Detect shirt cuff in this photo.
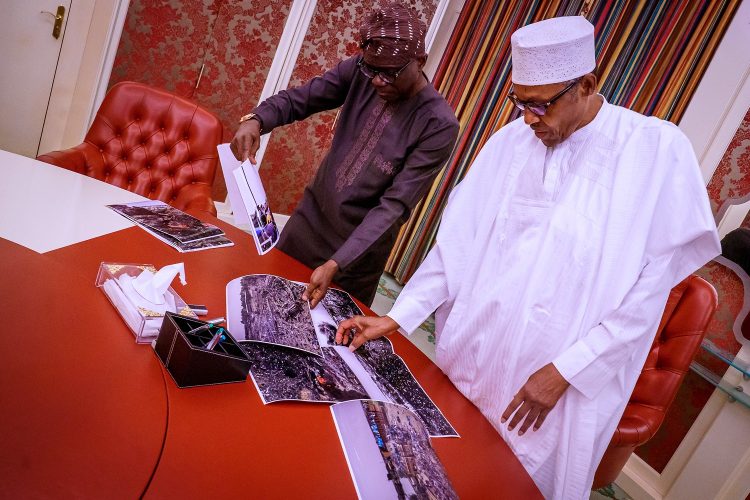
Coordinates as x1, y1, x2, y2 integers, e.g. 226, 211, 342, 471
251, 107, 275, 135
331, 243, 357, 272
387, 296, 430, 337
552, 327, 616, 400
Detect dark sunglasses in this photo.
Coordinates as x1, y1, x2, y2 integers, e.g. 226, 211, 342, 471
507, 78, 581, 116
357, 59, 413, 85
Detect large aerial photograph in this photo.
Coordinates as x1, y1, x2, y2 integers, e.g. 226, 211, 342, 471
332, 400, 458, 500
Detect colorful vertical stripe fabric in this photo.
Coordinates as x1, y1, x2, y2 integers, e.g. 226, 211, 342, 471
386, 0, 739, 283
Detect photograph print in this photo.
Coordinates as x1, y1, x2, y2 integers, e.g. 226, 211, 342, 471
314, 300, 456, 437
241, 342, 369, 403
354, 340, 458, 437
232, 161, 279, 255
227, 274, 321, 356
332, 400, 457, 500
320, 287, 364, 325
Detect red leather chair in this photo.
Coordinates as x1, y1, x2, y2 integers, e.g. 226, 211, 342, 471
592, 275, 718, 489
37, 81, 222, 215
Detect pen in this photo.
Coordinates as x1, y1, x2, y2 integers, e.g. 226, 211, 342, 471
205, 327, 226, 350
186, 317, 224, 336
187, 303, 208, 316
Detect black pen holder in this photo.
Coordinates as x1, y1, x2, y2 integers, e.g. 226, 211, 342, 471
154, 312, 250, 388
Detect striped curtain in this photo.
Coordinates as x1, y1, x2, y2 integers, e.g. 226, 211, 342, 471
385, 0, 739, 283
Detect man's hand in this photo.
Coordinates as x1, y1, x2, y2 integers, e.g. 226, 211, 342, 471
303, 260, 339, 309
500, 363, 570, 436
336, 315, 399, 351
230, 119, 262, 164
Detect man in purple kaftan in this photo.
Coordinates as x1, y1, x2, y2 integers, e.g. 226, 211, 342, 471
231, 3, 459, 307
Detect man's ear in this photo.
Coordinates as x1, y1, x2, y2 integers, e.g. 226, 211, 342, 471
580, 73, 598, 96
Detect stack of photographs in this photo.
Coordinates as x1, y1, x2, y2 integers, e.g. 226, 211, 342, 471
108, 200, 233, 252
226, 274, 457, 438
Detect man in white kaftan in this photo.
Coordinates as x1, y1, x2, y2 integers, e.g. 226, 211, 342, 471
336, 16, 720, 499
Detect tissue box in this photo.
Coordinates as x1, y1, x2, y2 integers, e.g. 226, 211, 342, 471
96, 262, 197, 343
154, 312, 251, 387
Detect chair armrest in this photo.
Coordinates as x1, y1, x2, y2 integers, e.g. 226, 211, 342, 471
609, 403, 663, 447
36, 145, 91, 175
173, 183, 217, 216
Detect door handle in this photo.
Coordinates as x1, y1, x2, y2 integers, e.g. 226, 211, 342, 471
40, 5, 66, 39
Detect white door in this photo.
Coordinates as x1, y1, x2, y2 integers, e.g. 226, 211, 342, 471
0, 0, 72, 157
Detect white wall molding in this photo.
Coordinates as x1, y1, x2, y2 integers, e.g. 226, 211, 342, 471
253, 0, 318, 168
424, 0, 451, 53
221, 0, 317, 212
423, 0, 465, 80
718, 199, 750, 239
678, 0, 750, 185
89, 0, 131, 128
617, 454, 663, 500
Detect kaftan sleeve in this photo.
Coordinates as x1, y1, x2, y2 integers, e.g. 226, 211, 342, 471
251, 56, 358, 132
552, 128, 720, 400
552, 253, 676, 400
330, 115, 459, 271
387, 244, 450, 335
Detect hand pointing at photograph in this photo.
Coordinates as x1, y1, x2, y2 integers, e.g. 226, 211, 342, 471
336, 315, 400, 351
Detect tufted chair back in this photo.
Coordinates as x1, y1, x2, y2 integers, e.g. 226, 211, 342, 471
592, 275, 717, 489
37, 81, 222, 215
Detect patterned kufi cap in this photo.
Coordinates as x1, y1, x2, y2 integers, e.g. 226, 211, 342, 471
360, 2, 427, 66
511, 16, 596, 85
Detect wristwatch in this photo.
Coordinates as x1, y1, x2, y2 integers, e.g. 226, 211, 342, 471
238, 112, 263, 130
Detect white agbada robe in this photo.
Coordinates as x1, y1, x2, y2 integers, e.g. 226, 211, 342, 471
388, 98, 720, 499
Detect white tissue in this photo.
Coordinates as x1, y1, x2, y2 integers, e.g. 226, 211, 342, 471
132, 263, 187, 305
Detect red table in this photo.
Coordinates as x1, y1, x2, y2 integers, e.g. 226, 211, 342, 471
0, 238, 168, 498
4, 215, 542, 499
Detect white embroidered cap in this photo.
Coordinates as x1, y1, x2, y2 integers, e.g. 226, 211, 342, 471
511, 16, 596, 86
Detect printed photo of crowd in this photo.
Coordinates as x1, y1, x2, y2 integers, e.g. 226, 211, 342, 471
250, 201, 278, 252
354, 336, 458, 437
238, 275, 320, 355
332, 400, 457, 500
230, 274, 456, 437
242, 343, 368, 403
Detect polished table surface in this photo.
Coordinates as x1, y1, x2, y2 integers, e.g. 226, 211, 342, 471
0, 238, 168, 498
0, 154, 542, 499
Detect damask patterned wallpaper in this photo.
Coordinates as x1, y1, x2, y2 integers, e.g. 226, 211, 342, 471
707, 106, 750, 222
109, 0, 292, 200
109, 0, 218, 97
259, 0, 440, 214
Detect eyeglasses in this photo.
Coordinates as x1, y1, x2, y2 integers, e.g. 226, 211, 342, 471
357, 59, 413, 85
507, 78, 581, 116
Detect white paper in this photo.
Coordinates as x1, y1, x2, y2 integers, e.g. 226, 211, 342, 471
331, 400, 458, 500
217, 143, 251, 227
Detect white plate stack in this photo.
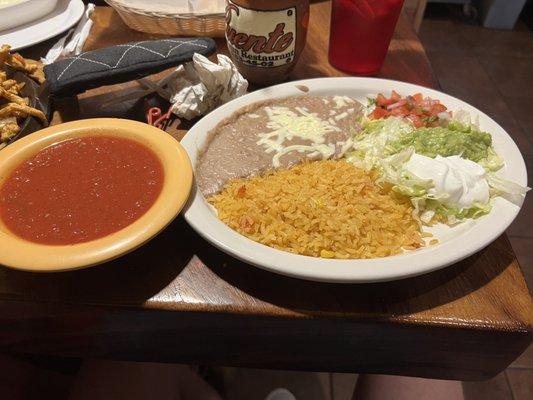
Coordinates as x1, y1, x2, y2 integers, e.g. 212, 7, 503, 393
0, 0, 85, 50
==========
**Exercise**
Copy out the whole listing exactly, and don't carry over any pictures.

**Expected answer**
Detect shirt cuff in this photo.
Coordinates as x1, y1, x2, y2 integers, e.g. 226, 211, 342, 471
251, 107, 275, 135
331, 243, 357, 272
387, 296, 430, 337
552, 327, 616, 400
Detect dark sunglasses in this photo.
Coordinates as x1, y1, x2, y2 integers, e.g. 226, 211, 342, 471
507, 78, 581, 116
357, 59, 413, 85
Detect large aerial photograph in this photo.
Coordinates as x1, y1, x2, y2 integers, e.g. 226, 211, 342, 471
332, 400, 458, 500
Detect colorful vertical stripe fabric in this photo.
Coordinates as x1, y1, x2, y2 integers, e.g. 226, 211, 342, 471
386, 0, 739, 283
Detect photograph print in this photo.
Coordinates as x1, y1, x2, y2 integers, e.g. 226, 211, 342, 471
314, 300, 456, 437
241, 342, 369, 403
354, 340, 458, 437
232, 161, 279, 255
227, 274, 321, 356
332, 400, 457, 500
320, 287, 364, 325
Detect red leather chair in this photo.
Coordinates as x1, y1, x2, y2 integers, e.g. 226, 211, 342, 471
592, 275, 718, 489
37, 81, 222, 215
Detect pen in this photo.
Coordinates as x1, y1, x2, y2 integers, e.g. 226, 211, 342, 471
205, 327, 226, 350
186, 317, 224, 336
187, 303, 208, 316
Detect black pen holder in this photo.
Coordinates as x1, y1, x2, y2 integers, e.g. 226, 211, 342, 471
154, 312, 250, 388
Detect striped curtain in this photo.
Coordinates as x1, y1, x2, y2 integers, e.g. 226, 211, 342, 471
385, 0, 739, 283
Detect man's hand in this photo.
Coordinates as x1, y1, x2, y2 integers, e.g. 226, 211, 342, 471
303, 260, 339, 309
500, 363, 570, 436
336, 315, 399, 351
230, 119, 262, 164
Detect man in purple kaftan in this photo.
Coordinates as x1, y1, x2, y2 integers, e.g. 226, 211, 342, 471
231, 3, 459, 307
Detect man's ear in this photo.
Coordinates as x1, y1, x2, y2 integers, e.g. 226, 211, 342, 471
580, 73, 598, 96
Detect stack of photographs in this photo.
Coordinates as x1, y1, x2, y2 integers, e.g. 226, 211, 342, 471
108, 200, 233, 252
226, 274, 457, 438
Detect man in white kaftan in this photo.
Coordinates as x1, y1, x2, y2 integers, e.g. 226, 211, 342, 471
336, 16, 720, 499
Detect tissue box in this photo.
Coordinates as x1, y1, x2, y2 integers, e.g. 226, 211, 342, 471
96, 262, 197, 343
154, 312, 251, 387
Detect chair armrest in this photo.
Coordinates as x1, y1, x2, y2 integers, e.g. 226, 211, 342, 471
609, 403, 663, 447
36, 145, 91, 175
173, 183, 217, 216
Detect door handle in this photo.
Coordinates as x1, y1, x2, y2 integers, e.g. 226, 211, 342, 471
40, 5, 66, 39
Detect white door in this photo.
Coordinates as x1, y1, x2, y2 integers, e.g. 226, 211, 342, 471
0, 0, 72, 157
Detect white wall molding in this photo.
Coordinates as x1, y1, x2, y2 integers, e.g. 226, 211, 342, 471
253, 0, 318, 168
424, 0, 451, 53
221, 0, 317, 212
423, 0, 465, 80
718, 199, 750, 239
678, 0, 750, 185
89, 0, 131, 128
617, 454, 663, 500
Detect kaftan sleeve in this photo.
Coordinates as x1, y1, x2, y2 integers, e.g. 226, 211, 342, 471
251, 56, 358, 132
552, 128, 720, 400
552, 253, 676, 400
330, 115, 459, 271
387, 244, 450, 335
Detect hand pointing at photograph in this photo.
Coordinates as x1, y1, x2, y2 integers, e.g. 226, 211, 342, 471
336, 315, 400, 351
Detect tufted chair back in this photo.
Coordinates as x1, y1, x2, y2 integers, e.g. 226, 211, 342, 471
592, 275, 717, 489
37, 81, 222, 215
Detect patterned kufi cap in this photo.
Coordinates as x1, y1, x2, y2 integers, e.g. 226, 211, 342, 471
360, 2, 427, 66
511, 16, 596, 85
Detect wristwatch in this photo.
Coordinates as x1, y1, x2, y2 integers, e.g. 226, 211, 342, 471
238, 112, 263, 130
Detect white agbada robe in this photo.
Coordinates as x1, y1, x2, y2 integers, e.g. 226, 211, 342, 471
388, 98, 720, 499
Detect white tissue in this photo.
Coordinates as x1, y1, x2, y2 integers, e.g. 226, 211, 342, 471
132, 263, 187, 305
Detect red table in this photo.
Coordinates as x1, y1, x2, y2 integers, e.g. 226, 211, 342, 471
0, 238, 168, 498
4, 215, 542, 499
Detect white embroidered cap in this photo.
Coordinates as x1, y1, x2, y2 integers, e.g. 226, 211, 342, 471
511, 16, 596, 86
Detect printed photo of crowd in this photo.
Coordinates as x1, y1, x2, y2 integers, e.g. 226, 211, 342, 471
250, 201, 278, 252
354, 336, 458, 437
238, 275, 320, 355
332, 400, 457, 500
230, 274, 456, 437
242, 343, 368, 403
Detect polished table surface in this photo.
Coordinates as x1, y1, x2, y2 integers, e.g. 226, 211, 342, 471
0, 238, 168, 498
0, 154, 542, 499
Detect damask patterned wallpaper in this photo.
Coordinates as x1, y1, x2, y2 integers, e.g. 226, 211, 342, 471
707, 106, 750, 222
109, 0, 292, 200
109, 0, 218, 97
259, 0, 440, 214
Detect eyeglasses in this photo.
Coordinates as x1, y1, x2, y2 integers, e.g. 226, 211, 342, 471
357, 59, 413, 85
507, 78, 581, 116
Detect white paper in this photo.
Coordinates as x1, y1, x2, y2 integers, e.g. 226, 211, 342, 471
331, 400, 458, 500
217, 143, 251, 227
Detect white plate stack in this photo.
Coordinates as x1, y1, x2, y2 integers, e.g. 212, 7, 503, 393
0, 0, 85, 50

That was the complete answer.